- [Problem to solve]
Leave out the pictures and copy everything else in the records exactly.

Provided material: Begin

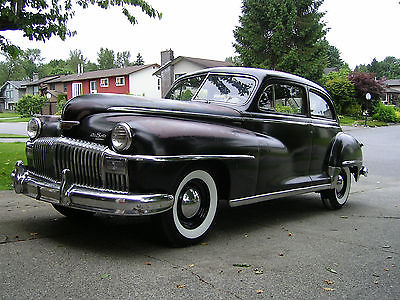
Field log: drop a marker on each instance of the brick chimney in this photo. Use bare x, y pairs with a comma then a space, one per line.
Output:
167, 74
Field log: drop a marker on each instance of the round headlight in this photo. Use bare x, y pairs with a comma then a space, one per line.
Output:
121, 137
34, 127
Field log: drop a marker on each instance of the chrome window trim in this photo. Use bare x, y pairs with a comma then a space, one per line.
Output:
273, 82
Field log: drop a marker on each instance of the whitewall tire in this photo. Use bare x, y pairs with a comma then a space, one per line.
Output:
194, 209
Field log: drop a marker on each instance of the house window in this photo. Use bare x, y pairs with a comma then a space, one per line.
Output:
76, 89
104, 82
93, 87
319, 107
179, 75
119, 81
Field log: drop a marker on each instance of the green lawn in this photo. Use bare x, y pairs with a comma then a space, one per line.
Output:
4, 117
9, 154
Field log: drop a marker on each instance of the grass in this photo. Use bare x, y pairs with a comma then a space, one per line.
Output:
9, 154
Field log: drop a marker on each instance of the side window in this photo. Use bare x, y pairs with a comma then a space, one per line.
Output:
186, 89
319, 107
234, 90
283, 98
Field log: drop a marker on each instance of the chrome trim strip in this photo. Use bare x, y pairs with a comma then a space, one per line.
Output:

Provided material: End

- [Task answer]
Field log: drop a marker on each instance of the brick chimney in this photo. Use bare x, y pairs with a comma then a space, one per line.
Output:
167, 74
Field log: drop a marker on each instance of the round headlight in this photo. Use bare x, y pairs with a comma then a space, one per line.
Output:
121, 137
34, 127
Field log: drop a marker on each instance of the chrome window trim in this photo. Use bare x, y pairs with a comma then a space, one per line.
Output:
273, 82
Field log: drop a marker on each instance of the whitewall tire in this photo. Use bare x, y pairs with a comma then a space, one per line.
Output:
194, 209
Field log: drop a marker on each instance of the house window in this photo. Use bare x, y pairs with a comma then a space, one per line.
Output:
76, 89
104, 82
93, 87
319, 107
179, 75
119, 81
Field log: drop a marker on each instance of the green lawn in this photo. Use bare x, y pairs with a comma then a space, one per line.
Output:
4, 117
9, 154
Field log: drop a marker on each instance of the grass in this photo. Use bare x, y pairs with a comma then a space, one per line.
Output:
9, 154
Field log: drop a marker on each instance of the side window in this photo. Use bare x, y pairs with a comma then a space, one per line.
Output:
186, 89
319, 107
234, 90
283, 98
Field log: drop a marker on each instance of the chrome trim strip in this photo. Use bare x, y pairs with a comma then a space, one per line.
Output:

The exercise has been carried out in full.